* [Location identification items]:
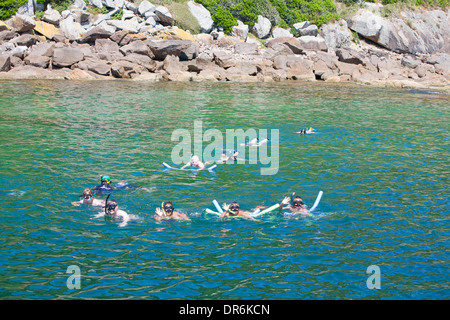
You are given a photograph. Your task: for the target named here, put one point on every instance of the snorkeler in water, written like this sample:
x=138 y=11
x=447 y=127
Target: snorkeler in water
x=106 y=186
x=195 y=162
x=233 y=210
x=112 y=211
x=167 y=212
x=296 y=207
x=88 y=198
x=224 y=158
x=306 y=131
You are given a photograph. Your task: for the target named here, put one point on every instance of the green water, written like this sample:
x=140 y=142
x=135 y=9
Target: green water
x=380 y=156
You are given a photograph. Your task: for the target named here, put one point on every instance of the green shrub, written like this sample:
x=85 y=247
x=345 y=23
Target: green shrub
x=223 y=18
x=9 y=8
x=118 y=15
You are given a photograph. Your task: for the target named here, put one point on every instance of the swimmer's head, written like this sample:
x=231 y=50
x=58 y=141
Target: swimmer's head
x=111 y=207
x=297 y=202
x=168 y=207
x=105 y=180
x=195 y=160
x=234 y=208
x=87 y=194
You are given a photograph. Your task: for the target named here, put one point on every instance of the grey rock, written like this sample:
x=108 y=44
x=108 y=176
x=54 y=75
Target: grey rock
x=262 y=27
x=67 y=56
x=202 y=15
x=184 y=49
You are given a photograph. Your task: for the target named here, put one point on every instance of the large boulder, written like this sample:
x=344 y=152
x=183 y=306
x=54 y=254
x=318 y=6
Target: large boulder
x=293 y=44
x=94 y=34
x=47 y=30
x=184 y=49
x=313 y=43
x=72 y=30
x=413 y=32
x=97 y=66
x=25 y=40
x=138 y=47
x=336 y=35
x=5 y=63
x=202 y=15
x=310 y=30
x=262 y=27
x=165 y=18
x=349 y=56
x=51 y=16
x=21 y=23
x=278 y=32
x=67 y=56
x=107 y=49
x=145 y=6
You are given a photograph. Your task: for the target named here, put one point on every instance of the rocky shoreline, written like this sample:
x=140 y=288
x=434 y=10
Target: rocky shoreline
x=143 y=45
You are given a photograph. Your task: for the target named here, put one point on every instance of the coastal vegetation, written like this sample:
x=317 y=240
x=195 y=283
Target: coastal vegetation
x=226 y=13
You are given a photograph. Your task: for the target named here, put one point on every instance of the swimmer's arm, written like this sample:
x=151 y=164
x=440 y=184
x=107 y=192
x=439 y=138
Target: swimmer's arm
x=101 y=214
x=246 y=215
x=186 y=165
x=284 y=202
x=182 y=216
x=125 y=218
x=98 y=202
x=225 y=210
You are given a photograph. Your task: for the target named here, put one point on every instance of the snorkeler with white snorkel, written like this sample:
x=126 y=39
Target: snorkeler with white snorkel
x=233 y=210
x=112 y=211
x=306 y=131
x=167 y=212
x=88 y=198
x=195 y=162
x=295 y=205
x=106 y=186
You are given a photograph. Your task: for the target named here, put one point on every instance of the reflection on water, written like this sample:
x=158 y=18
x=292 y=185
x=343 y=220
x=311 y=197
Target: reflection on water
x=380 y=156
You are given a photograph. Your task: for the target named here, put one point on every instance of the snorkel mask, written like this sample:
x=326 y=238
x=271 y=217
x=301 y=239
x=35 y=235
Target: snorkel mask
x=87 y=195
x=195 y=160
x=110 y=206
x=167 y=208
x=105 y=180
x=234 y=208
x=297 y=203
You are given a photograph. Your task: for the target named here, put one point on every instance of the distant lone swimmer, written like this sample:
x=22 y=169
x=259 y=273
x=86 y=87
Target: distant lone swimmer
x=88 y=198
x=112 y=211
x=296 y=207
x=195 y=162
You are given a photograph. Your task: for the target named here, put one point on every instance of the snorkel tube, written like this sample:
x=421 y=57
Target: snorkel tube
x=106 y=203
x=216 y=204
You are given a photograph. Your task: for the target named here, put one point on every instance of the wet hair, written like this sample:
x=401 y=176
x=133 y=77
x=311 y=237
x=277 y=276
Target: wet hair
x=88 y=191
x=233 y=204
x=106 y=179
x=167 y=202
x=109 y=202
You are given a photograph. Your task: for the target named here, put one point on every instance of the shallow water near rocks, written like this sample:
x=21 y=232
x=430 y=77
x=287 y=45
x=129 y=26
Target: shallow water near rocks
x=379 y=155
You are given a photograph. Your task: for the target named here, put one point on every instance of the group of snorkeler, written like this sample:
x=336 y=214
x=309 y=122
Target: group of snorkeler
x=167 y=210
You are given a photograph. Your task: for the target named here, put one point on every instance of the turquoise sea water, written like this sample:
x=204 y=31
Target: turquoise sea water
x=380 y=156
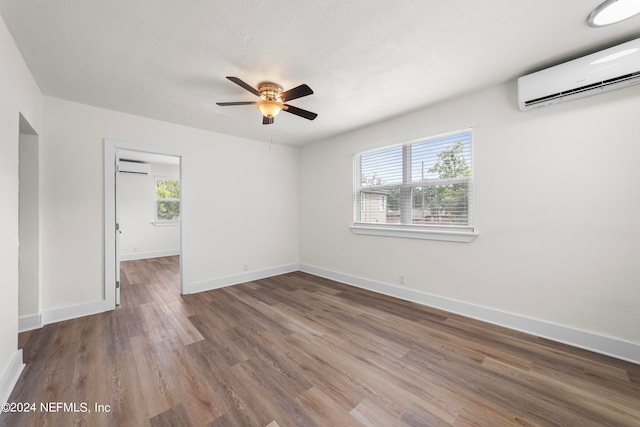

* [THE REQUEST]:
Rewrite all the records above, replacing every "photograph" with "image" and keeping everything else the same. Leave the pictures out.

* [SOLUTION TO THE PROBLEM]:
You are given a image. Your task: for the target named here, put one point on every instance of the snorkeler in water, written like this sample:
x=138 y=11
x=447 y=127
Target: snorkeler in water
x=106 y=186
x=195 y=162
x=233 y=210
x=112 y=211
x=167 y=212
x=296 y=207
x=88 y=198
x=224 y=158
x=306 y=131
You are given a image. Your task: for the target named here, put one point on every instance of the green water, written like this sample:
x=140 y=142
x=135 y=9
Target: green water
x=380 y=156
You are given a image. Your task: for the target named here, put one point on every instance of the green shrub, written like this sample:
x=85 y=247
x=345 y=23
Target: green shrub
x=223 y=18
x=9 y=8
x=118 y=15
You are given a image. Your task: for the target named here, put one point on every instance of the swimmer's head, written like this sample:
x=231 y=50
x=58 y=141
Target: swimmer's head
x=111 y=207
x=297 y=202
x=168 y=207
x=105 y=180
x=195 y=160
x=234 y=208
x=87 y=194
You are given a image. Your task: for the target named here, put one point on every instance of the grey rock, written like this sample:
x=108 y=44
x=108 y=176
x=54 y=75
Target: grey rock
x=262 y=27
x=67 y=56
x=202 y=15
x=184 y=49
You are given a image. Your task: for the target named here, put one point on every instance of the large boulder, written like this sample:
x=344 y=152
x=183 y=306
x=54 y=254
x=318 y=6
Target: large boulder
x=293 y=44
x=94 y=34
x=47 y=30
x=184 y=49
x=313 y=43
x=72 y=30
x=413 y=32
x=97 y=66
x=25 y=40
x=138 y=47
x=336 y=35
x=5 y=63
x=202 y=15
x=310 y=30
x=262 y=27
x=165 y=18
x=349 y=56
x=51 y=16
x=21 y=23
x=278 y=32
x=67 y=56
x=107 y=49
x=145 y=6
You are given a image. Your task: for the target named here, put one point on every instance of the rocky shoreline, written like this sample:
x=140 y=288
x=434 y=10
Target: rocky shoreline
x=143 y=45
You are given a image. Your task: for the target named here, put one point on every instance of the coastal vegetation, written like this sample:
x=317 y=240
x=195 y=283
Target: coastal vegetation
x=226 y=13
You are given a image. Your task: for the target named here, put one point on every instance of the swimmer's arm, written like this sample:
x=151 y=164
x=440 y=184
x=107 y=192
x=439 y=138
Target: swimmer's arm
x=101 y=214
x=246 y=215
x=186 y=165
x=284 y=202
x=182 y=216
x=125 y=218
x=98 y=202
x=225 y=210
You are given a image. Your task: for the target named here, put one point on every instance of the snorkeler with white snorkel, written like this sample:
x=126 y=39
Target: snorkeler with white snorkel
x=233 y=210
x=112 y=211
x=306 y=131
x=167 y=212
x=88 y=198
x=195 y=162
x=295 y=205
x=106 y=186
You are given a image. Your task: for the target named here, put one point on every instance of the reflection on water, written like this sample:
x=158 y=18
x=292 y=185
x=343 y=220
x=311 y=197
Target: reflection on water
x=380 y=156
You are given a image. Your task: for the target named here, put one point on every instance of the snorkel mask, written like this sample:
x=326 y=238
x=271 y=217
x=301 y=239
x=35 y=235
Target: snorkel mask
x=87 y=195
x=195 y=160
x=110 y=206
x=167 y=208
x=105 y=180
x=234 y=208
x=297 y=203
You are given a image. Your task: for the target named here, put one point on every instance of the distant lone swimmer, written like this sample:
x=22 y=169
x=259 y=273
x=86 y=87
Target: distant lone swimmer
x=88 y=198
x=112 y=211
x=296 y=207
x=195 y=162
You are given a image. Your task: for the target named here, put one point on every instance of the snorkel tube, written like this sample:
x=421 y=57
Target: snorkel tube
x=106 y=203
x=216 y=204
You are given a image. Your task: for the target named here, put one point on every instance of the wet hair, written like this sample:
x=401 y=176
x=133 y=77
x=311 y=237
x=277 y=276
Target: wet hair
x=88 y=191
x=233 y=204
x=106 y=179
x=167 y=202
x=109 y=202
You are given a image. Your task: for the target named here, put one point on every instance of the shallow water near rocks, written like this sample:
x=21 y=232
x=430 y=77
x=287 y=45
x=129 y=26
Target: shallow water near rocks
x=379 y=155
You are given a image. Your task: for the target named here, put one point on every instance of the group of snorkeler, written like this sample:
x=336 y=214
x=309 y=122
Target: group of snorkeler
x=167 y=210
You are given a image. Your task: for the target named here, put one point on every instance of the turquoise sea water, written like this sample:
x=204 y=31
Target: turquoise sea water
x=380 y=156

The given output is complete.